Copy every one of the rows below word for word, leaving out the pictures.

Top of Data listing

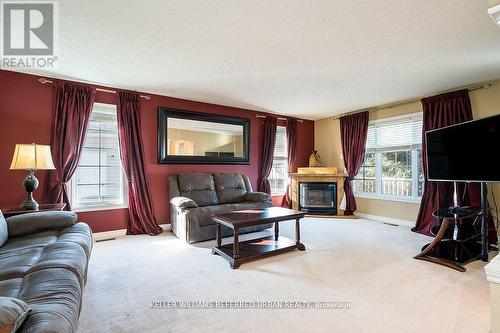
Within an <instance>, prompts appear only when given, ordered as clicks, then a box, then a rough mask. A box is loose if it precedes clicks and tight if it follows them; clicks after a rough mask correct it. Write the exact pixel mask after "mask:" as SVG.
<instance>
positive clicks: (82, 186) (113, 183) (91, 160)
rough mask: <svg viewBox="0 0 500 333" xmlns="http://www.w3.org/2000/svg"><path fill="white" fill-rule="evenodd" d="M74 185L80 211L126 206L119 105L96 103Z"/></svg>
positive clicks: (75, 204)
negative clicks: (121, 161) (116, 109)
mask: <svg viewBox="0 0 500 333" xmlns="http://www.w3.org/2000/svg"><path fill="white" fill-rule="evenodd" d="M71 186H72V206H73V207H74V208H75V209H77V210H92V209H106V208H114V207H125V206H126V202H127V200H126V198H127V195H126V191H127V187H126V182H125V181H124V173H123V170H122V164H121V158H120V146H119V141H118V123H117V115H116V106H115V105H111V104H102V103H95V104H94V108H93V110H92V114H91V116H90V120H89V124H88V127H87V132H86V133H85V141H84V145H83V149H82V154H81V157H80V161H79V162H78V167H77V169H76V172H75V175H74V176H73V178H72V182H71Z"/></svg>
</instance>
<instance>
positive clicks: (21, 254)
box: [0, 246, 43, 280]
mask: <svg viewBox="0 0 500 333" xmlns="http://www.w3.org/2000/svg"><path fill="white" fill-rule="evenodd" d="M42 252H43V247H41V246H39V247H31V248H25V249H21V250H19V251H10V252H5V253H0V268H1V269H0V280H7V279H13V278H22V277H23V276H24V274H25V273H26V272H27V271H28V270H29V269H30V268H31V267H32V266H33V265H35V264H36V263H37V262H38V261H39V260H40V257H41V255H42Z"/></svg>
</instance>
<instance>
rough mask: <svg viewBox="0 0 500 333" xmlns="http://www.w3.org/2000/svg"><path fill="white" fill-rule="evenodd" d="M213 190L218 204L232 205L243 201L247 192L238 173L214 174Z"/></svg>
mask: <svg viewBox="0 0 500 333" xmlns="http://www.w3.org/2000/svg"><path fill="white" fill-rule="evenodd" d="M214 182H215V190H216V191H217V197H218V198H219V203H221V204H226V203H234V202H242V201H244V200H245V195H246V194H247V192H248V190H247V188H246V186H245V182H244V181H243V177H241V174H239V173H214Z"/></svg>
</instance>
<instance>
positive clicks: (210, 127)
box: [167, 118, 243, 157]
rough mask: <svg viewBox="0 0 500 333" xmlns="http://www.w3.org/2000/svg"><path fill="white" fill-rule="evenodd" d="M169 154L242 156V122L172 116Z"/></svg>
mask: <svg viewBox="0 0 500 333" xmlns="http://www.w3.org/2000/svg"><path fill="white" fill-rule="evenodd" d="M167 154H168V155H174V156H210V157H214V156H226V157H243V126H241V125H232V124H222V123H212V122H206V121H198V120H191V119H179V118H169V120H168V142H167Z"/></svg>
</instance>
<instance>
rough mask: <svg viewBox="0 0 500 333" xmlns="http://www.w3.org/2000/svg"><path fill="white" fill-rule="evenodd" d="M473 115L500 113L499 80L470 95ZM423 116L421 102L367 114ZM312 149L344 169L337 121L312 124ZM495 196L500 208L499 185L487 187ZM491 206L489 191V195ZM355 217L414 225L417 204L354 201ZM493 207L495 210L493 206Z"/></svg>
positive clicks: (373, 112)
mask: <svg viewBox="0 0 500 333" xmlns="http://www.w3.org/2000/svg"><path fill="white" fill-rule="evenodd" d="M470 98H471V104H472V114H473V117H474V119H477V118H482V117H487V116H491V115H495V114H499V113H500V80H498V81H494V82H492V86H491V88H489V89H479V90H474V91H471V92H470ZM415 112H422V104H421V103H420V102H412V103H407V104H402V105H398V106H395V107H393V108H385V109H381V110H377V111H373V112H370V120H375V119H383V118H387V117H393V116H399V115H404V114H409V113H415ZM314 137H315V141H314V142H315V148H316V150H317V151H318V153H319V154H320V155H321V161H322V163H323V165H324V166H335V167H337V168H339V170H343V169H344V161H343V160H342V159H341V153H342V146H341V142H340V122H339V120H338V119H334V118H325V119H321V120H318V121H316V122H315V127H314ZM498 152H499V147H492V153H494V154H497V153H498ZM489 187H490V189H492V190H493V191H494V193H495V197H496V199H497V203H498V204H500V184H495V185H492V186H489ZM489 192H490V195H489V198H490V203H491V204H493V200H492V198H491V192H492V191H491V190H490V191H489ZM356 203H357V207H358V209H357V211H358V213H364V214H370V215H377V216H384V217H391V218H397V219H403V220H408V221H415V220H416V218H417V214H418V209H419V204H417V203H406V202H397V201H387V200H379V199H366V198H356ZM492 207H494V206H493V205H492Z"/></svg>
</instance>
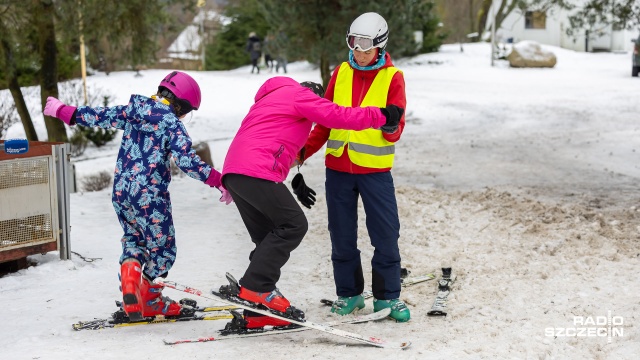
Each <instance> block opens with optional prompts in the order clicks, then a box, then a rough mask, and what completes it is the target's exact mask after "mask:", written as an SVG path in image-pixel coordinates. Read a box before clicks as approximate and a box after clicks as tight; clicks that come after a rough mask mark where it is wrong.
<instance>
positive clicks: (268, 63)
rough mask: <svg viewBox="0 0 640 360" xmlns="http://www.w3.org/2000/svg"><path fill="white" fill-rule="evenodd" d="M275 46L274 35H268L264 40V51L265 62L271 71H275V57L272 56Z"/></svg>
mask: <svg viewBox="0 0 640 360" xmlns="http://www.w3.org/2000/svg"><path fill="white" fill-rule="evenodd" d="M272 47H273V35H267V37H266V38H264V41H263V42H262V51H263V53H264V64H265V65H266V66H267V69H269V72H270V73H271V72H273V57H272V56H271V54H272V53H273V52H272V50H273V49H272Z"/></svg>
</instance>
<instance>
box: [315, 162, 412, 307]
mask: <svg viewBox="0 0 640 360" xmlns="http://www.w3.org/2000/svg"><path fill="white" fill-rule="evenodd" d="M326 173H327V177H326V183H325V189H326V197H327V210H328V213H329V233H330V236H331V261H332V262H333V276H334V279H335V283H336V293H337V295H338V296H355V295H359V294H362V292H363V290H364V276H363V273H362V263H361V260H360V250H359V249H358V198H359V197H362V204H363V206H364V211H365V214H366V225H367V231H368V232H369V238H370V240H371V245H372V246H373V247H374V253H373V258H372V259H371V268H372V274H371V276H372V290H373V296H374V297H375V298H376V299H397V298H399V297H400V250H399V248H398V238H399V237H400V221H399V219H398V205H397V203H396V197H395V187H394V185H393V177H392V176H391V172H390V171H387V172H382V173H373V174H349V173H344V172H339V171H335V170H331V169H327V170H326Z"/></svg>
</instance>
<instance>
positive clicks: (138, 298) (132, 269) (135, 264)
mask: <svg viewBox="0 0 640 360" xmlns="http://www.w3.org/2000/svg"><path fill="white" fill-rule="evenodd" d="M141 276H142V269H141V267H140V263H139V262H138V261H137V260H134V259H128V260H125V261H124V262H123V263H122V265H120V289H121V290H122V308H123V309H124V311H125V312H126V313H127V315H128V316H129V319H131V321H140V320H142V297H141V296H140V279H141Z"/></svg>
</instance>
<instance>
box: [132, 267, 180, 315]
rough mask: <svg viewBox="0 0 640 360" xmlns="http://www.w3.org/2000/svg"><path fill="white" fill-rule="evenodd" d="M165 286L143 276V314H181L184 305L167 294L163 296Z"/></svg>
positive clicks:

Bottom of Data listing

Response for this exercise =>
Within an <instance>, prompts appear only when given, ordered as clicks, then a box, then a rough mask. A box is loose if it precedes clicks and tight if it follows them; clicks after a rough mask correct it. Write the exact pixel mask after "mask:" as SVG.
<instance>
positive clicks: (82, 186) (113, 183) (91, 160)
rough mask: <svg viewBox="0 0 500 333" xmlns="http://www.w3.org/2000/svg"><path fill="white" fill-rule="evenodd" d="M74 185L80 211L126 206L119 105L96 103Z"/></svg>
positive clicks: (75, 204)
negative clicks: (121, 161) (116, 109)
mask: <svg viewBox="0 0 500 333" xmlns="http://www.w3.org/2000/svg"><path fill="white" fill-rule="evenodd" d="M71 186H72V206H73V207H74V208H75V209H77V210H92V209H106V208H114V207H125V206H126V202H127V200H126V198H127V195H126V191H127V187H126V182H125V181H124V173H123V170H122V164H121V158H120V146H119V141H118V123H117V115H116V106H115V105H111V104H102V103H95V104H94V108H93V110H92V114H91V116H90V120H89V124H88V127H87V132H86V133H85V141H84V145H83V149H82V154H81V157H80V161H79V162H78V167H77V169H76V172H75V175H74V176H73V178H72V182H71Z"/></svg>
</instance>
<instance>
positive clicks: (21, 254)
box: [0, 246, 43, 280]
mask: <svg viewBox="0 0 500 333" xmlns="http://www.w3.org/2000/svg"><path fill="white" fill-rule="evenodd" d="M42 252H43V247H41V246H39V247H31V248H25V249H21V250H19V251H10V252H5V253H0V268H1V269H0V280H7V279H13V278H22V277H23V276H24V274H25V273H26V272H27V271H28V270H29V269H30V268H31V267H32V266H33V265H35V264H36V263H37V262H38V261H39V260H40V257H41V255H42Z"/></svg>
</instance>
<instance>
rough mask: <svg viewBox="0 0 500 333" xmlns="http://www.w3.org/2000/svg"><path fill="white" fill-rule="evenodd" d="M213 190L218 204L232 205L243 201L247 192L238 173L214 174Z"/></svg>
mask: <svg viewBox="0 0 500 333" xmlns="http://www.w3.org/2000/svg"><path fill="white" fill-rule="evenodd" d="M214 182H215V190H216V191H217V197H218V198H219V203H221V204H226V203H234V202H242V201H244V200H245V195H246V194H247V192H248V190H247V188H246V186H245V182H244V181H243V177H241V174H239V173H214Z"/></svg>
</instance>
<instance>
positive clicks: (210, 127)
box: [167, 118, 243, 157]
rough mask: <svg viewBox="0 0 500 333" xmlns="http://www.w3.org/2000/svg"><path fill="white" fill-rule="evenodd" d="M169 154L242 156V122L172 116Z"/></svg>
mask: <svg viewBox="0 0 500 333" xmlns="http://www.w3.org/2000/svg"><path fill="white" fill-rule="evenodd" d="M167 154H168V155H174V156H210V157H214V156H226V157H243V126H241V125H232V124H222V123H212V122H206V121H198V120H191V119H179V118H169V120H168V142H167Z"/></svg>
</instance>
<instance>
rough mask: <svg viewBox="0 0 500 333" xmlns="http://www.w3.org/2000/svg"><path fill="white" fill-rule="evenodd" d="M473 115L500 113L499 80L470 95ZM423 116L421 102L367 114ZM312 149L344 169L337 121L312 124ZM495 196L500 208L499 185L487 187ZM491 206L489 191V195ZM355 217L414 225L417 204L354 201ZM493 207L495 210L493 206Z"/></svg>
positive clicks: (373, 112)
mask: <svg viewBox="0 0 500 333" xmlns="http://www.w3.org/2000/svg"><path fill="white" fill-rule="evenodd" d="M470 98H471V104H472V114H473V117H474V119H477V118H482V117H487V116H491V115H495V114H499V113H500V80H498V81H494V82H492V86H491V88H489V89H479V90H474V91H471V92H470ZM415 112H422V104H421V103H420V102H412V103H407V104H402V105H398V106H395V107H393V108H385V109H381V110H377V111H373V112H370V120H375V119H383V118H387V117H393V116H399V115H404V114H409V113H415ZM314 137H315V141H314V142H315V148H316V150H317V151H318V153H319V154H320V155H321V161H322V163H323V165H324V166H335V167H337V168H339V170H343V169H344V161H343V160H342V159H341V153H342V146H341V142H340V122H339V120H338V119H334V118H325V119H321V120H318V121H316V122H315V127H314ZM498 152H499V147H492V153H494V154H497V153H498ZM489 187H490V189H492V190H493V191H494V193H495V197H496V199H497V203H498V204H500V184H495V185H492V186H489ZM489 192H490V195H489V198H490V203H491V204H493V200H492V198H491V192H492V191H491V190H490V191H489ZM356 203H357V207H358V209H357V211H358V213H364V214H370V215H377V216H384V217H391V218H397V219H403V220H408V221H415V220H416V218H417V214H418V209H419V204H417V203H406V202H397V201H387V200H379V199H366V198H356ZM492 207H494V206H493V205H492Z"/></svg>
</instance>
Each <instance> block opens with optional prompts in the order clicks, then a box, then a rough mask, and what completes it is the target's exact mask after "mask:", written as an SVG path in image-pixel coordinates. Read a box before clicks as approximate and a box after clicks as tight; clicks that come after a rough mask mark where it is wrong.
<instance>
positive clicks: (268, 63)
rough mask: <svg viewBox="0 0 640 360" xmlns="http://www.w3.org/2000/svg"><path fill="white" fill-rule="evenodd" d="M275 46L274 35H268L264 40V51L265 62L271 71H275V57L272 56Z"/></svg>
mask: <svg viewBox="0 0 640 360" xmlns="http://www.w3.org/2000/svg"><path fill="white" fill-rule="evenodd" d="M272 47H273V35H267V37H266V38H264V41H263V42H262V51H263V53H264V64H265V65H266V66H267V69H269V72H270V73H271V72H273V57H272V56H271V54H272V53H273V52H272V50H273V49H272Z"/></svg>
</instance>
<instance>
box: [315, 162, 412, 307]
mask: <svg viewBox="0 0 640 360" xmlns="http://www.w3.org/2000/svg"><path fill="white" fill-rule="evenodd" d="M326 173H327V177H326V183H325V189H326V197H327V210H328V213H329V233H330V236H331V261H332V262H333V276H334V279H335V283H336V293H337V295H338V296H355V295H359V294H362V292H363V290H364V276H363V273H362V263H361V260H360V250H359V249H358V198H359V197H362V204H363V206H364V211H365V214H366V225H367V231H368V232H369V238H370V240H371V245H372V246H373V247H374V253H373V258H372V259H371V268H372V274H371V276H372V290H373V296H374V297H375V298H376V299H397V298H399V297H400V250H399V248H398V238H399V237H400V221H399V219H398V205H397V203H396V197H395V187H394V185H393V177H392V176H391V172H390V171H387V172H382V173H373V174H349V173H344V172H339V171H335V170H331V169H327V170H326Z"/></svg>
</instance>
<instance>
positive clicks: (138, 298) (132, 269) (135, 264)
mask: <svg viewBox="0 0 640 360" xmlns="http://www.w3.org/2000/svg"><path fill="white" fill-rule="evenodd" d="M141 276H142V269H141V267H140V263H139V262H138V261H137V260H134V259H128V260H125V261H124V262H123V263H122V265H120V289H121V290H122V308H123V309H124V311H125V312H126V313H127V315H128V316H129V319H131V321H140V320H142V297H141V296H140V279H141Z"/></svg>
</instance>
<instance>
box: [132, 267, 180, 315]
rough mask: <svg viewBox="0 0 640 360" xmlns="http://www.w3.org/2000/svg"><path fill="white" fill-rule="evenodd" d="M165 286L143 276V314H181L184 305L167 294L163 296Z"/></svg>
positive clicks:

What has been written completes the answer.